= TASK GOAL =
Word for word, restate the entries below and exclude every image.

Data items

━━━━

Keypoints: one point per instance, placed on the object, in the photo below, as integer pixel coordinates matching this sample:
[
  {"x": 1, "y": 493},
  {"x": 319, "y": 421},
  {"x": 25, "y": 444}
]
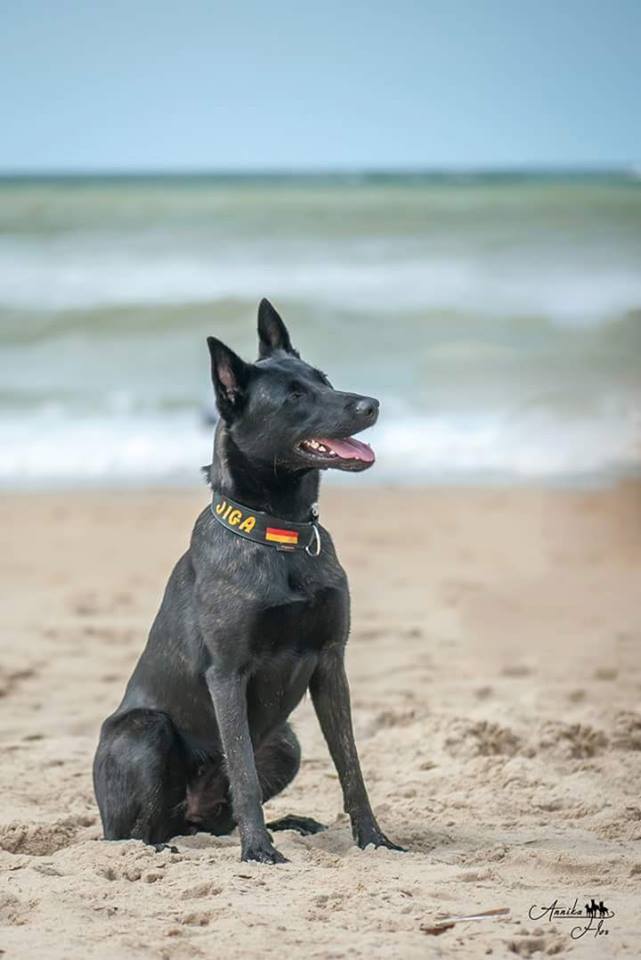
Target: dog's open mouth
[{"x": 345, "y": 453}]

━━━━

= FINISHED EXERCISE =
Keypoints: one point per instance, placed on the object, in the photo below, as integer pixel coordinates matching this sample:
[
  {"x": 1, "y": 493},
  {"x": 319, "y": 421},
  {"x": 25, "y": 444}
]
Target: dog's open mouth
[{"x": 345, "y": 453}]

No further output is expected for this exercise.